*WHAT YOU WILL DO*: Send back the records in full, character for character.

(Data extracted from a collection)
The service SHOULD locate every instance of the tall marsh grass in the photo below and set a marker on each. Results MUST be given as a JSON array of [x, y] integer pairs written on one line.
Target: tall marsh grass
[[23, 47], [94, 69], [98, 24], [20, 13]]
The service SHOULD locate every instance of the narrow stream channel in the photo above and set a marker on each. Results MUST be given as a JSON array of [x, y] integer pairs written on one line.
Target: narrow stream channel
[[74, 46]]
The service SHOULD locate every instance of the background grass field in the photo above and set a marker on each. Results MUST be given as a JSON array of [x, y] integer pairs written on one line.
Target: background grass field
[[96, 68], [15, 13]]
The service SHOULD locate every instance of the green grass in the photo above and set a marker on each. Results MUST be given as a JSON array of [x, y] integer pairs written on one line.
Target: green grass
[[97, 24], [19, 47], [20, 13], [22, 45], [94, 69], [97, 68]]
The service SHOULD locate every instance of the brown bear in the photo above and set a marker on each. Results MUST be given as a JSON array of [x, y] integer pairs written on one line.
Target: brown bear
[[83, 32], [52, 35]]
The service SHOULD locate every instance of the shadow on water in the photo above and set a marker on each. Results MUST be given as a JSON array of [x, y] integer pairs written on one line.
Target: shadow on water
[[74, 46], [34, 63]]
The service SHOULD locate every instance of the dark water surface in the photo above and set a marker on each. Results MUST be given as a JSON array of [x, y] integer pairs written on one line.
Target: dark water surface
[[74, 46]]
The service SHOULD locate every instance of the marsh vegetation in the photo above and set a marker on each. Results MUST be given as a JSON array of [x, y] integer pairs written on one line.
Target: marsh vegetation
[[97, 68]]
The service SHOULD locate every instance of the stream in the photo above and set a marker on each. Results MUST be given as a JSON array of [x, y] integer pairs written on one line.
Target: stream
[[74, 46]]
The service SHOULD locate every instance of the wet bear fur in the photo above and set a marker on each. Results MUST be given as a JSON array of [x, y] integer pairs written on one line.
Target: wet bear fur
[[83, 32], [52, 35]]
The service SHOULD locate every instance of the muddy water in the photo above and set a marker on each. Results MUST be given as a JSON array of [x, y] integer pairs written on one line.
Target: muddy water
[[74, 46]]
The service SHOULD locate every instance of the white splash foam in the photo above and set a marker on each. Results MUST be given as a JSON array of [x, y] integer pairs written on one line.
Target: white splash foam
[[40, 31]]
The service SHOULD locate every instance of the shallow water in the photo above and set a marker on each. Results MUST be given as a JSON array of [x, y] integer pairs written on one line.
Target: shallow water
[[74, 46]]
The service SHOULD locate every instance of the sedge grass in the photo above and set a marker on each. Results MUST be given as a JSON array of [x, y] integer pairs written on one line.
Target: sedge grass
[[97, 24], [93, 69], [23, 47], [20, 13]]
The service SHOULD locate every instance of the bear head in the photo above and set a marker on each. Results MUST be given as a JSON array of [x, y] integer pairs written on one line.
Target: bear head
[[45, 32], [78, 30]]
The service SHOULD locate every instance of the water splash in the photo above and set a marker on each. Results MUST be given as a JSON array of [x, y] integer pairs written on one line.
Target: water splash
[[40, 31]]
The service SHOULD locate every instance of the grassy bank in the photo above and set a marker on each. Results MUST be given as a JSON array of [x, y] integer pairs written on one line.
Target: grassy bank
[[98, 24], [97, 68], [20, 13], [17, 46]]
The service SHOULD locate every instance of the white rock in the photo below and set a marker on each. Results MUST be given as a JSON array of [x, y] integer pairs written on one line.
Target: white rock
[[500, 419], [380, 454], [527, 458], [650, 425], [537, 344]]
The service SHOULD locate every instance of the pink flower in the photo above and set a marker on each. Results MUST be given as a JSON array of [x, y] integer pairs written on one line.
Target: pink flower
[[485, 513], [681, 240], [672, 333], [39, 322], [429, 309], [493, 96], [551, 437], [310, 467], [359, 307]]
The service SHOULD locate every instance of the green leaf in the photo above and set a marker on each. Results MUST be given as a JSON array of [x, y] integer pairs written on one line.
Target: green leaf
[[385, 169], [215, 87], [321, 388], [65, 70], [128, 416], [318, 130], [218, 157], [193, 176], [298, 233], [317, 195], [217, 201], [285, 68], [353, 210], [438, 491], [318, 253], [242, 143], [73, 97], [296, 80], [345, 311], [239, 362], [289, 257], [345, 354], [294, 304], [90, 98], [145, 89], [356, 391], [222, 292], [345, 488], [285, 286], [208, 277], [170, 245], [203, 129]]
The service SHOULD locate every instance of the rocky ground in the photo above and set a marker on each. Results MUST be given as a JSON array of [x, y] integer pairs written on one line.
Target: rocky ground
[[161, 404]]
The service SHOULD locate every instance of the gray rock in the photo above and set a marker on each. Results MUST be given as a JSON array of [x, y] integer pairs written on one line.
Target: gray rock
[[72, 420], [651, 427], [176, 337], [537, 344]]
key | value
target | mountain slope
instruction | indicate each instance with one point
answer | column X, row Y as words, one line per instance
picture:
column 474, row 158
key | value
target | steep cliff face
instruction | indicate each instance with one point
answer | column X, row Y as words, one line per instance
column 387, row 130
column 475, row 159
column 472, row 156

*YOUR SOLUTION*:
The service SHOULD locate every instance of the tall marsh grass in the photo below and set a marker on each. Results MUST be given as a JSON array of [x, y] integer pairs written on one line.
Target: tall marsh grass
[[23, 47], [94, 69], [98, 24], [20, 13]]
The service SHOULD locate every instance of the narrow stream channel in the photo above and set a marker on each. Results MUST be given as a JSON array of [x, y] integer pairs written on one line.
Target: narrow stream channel
[[74, 46]]
The service SHOULD locate every instance of the background grass field in the photo above and set a marker on each. Results MUST be given as a JSON array of [x, y] integer pairs written on one line.
Target: background grass field
[[96, 68], [15, 13]]
The service SHOULD locate every instance of the green grass in the photo above and set a marker on each. Results MUST be given as a JSON array of [x, y] integer pairs written on one line.
Target: green grass
[[97, 24], [19, 47], [20, 13], [22, 45], [94, 69], [97, 68]]
The service SHOULD locate every instance of the brown bear in the photo above and set a marker on each. Results MUST be given as a JSON array of [x, y] integer pairs written on one line.
Target: brown bear
[[83, 32], [52, 35]]
The service SHOULD locate every instance of the shadow on water in the photo above and set a marker on each. Results MUST be given as a JSON array of [x, y] integer pairs written on one line.
Target: shadow on water
[[74, 46], [34, 63]]
The service SHOULD locate every instance of the dark water surface in the photo above and set a marker on each. Results MUST be given as a JSON array of [x, y] integer pairs written on one line.
Target: dark water surface
[[74, 46]]
The service SHOULD locate every instance of the marsh vegetation in the photo above and set a marker on each. Results MUST be given as a JSON array of [x, y] integer pairs written on one line.
Target: marsh vegetation
[[97, 68]]
The service SHOULD locate every instance of the stream in the photo above and set a marker on each. Results MUST be given as a JSON array of [x, y] integer pairs written on one line.
Target: stream
[[74, 46]]
The service SHOULD locate every instance of the wet bear fur in the photo above and set a marker on each. Results MUST be given as a JSON array of [x, y] integer pairs written on one line.
Target: wet bear fur
[[83, 32], [52, 35]]
The service SHOULD locate every instance of the muddy water in the photo above and set a marker on each. Results MUST be given as a JSON array of [x, y] integer pairs written on one line.
Target: muddy water
[[74, 46]]
The service SHOULD locate every instance of the white splash foam in the photo above and set a marker on each. Results MUST be given as a JSON array of [x, y] integer pairs written on one line.
Target: white splash foam
[[40, 31]]
The service SHOULD locate every instance of the shallow water in the photo above and set a marker on each. Results MUST be given as a JSON array of [x, y] integer pairs written on one line.
Target: shallow water
[[74, 46]]
The service SHOULD locate every instance of the sedge grass in the photo above and set a marker on each. Results MUST be given as a JSON array of [x, y] integer pairs written on one line.
Target: sedge grass
[[97, 24], [93, 69], [23, 47], [20, 13]]
The service SHOULD locate every instance of the bear head in the photo above and set a marker on each. Results MUST be given as a JSON array of [x, y] integer pairs written on one line.
Target: bear head
[[45, 32], [78, 30]]
The service SHOULD locate every instance of the water splash in the photo above and set a marker on each. Results MUST be given as a JSON array of [x, y] integer pairs written on one line.
Target: water splash
[[40, 31]]
The service SHOULD locate every instance of the grassy bank in the photo above and set a marker on each. Results MUST be given as a JSON array of [x, y] integer pairs written on one line.
Target: grassy bank
[[98, 24], [97, 68], [20, 13], [17, 46]]
The service SHOULD locate every instance of the white rock in the photo below and set a marker on each. Results MUST be given as a JSON array of [x, y] integer pairs written on one line.
Target: white rock
[[500, 419], [380, 454], [527, 458], [650, 425], [537, 344]]
The service SHOULD locate every instance of the pink flower in the photo above and set a marker on each. Results MUST be given as a JSON array of [x, y] integer pairs written on one line.
Target: pink flower
[[485, 513], [681, 240], [672, 333], [39, 322], [429, 309], [493, 96], [551, 437], [310, 467], [359, 307]]
The service SHOULD locate every instance of the green leaf in the photo above and set a marker on each. Results MUST be given as a JSON array of [x, y] integer pairs written on one line.
Target: green leaf
[[385, 169], [215, 87], [321, 388], [65, 70], [128, 416], [318, 130], [218, 157], [193, 176], [298, 233], [317, 195], [217, 201], [285, 68], [353, 210], [438, 491], [318, 253], [242, 143], [73, 97], [296, 80], [345, 311], [239, 362], [289, 257], [345, 354], [294, 304], [90, 98], [145, 89], [356, 391], [222, 292], [345, 488], [285, 286], [208, 277], [170, 245], [203, 129]]
The service SHOULD locate every instance of the rocky ground in the photo above and set a marker on each. Results MUST be given as a JSON array of [x, y] integer pairs written on one line.
Target: rocky ground
[[161, 404]]
The service SHOULD locate every instance of the gray rock in the photo above and set a marker on each. Results MUST be given as a JSON array of [x, y] integer pairs written on one line.
Target: gray rock
[[72, 420], [651, 427], [176, 337], [537, 344]]
key | value
target | mountain slope
instruction | indicate each instance with one point
answer | column X, row Y as words, one line per instance
picture:
column 474, row 158
key | value
target | steep cliff face
instruction | indicate each instance with one point
answer | column X, row Y as words, one line per instance
column 387, row 130
column 475, row 159
column 472, row 156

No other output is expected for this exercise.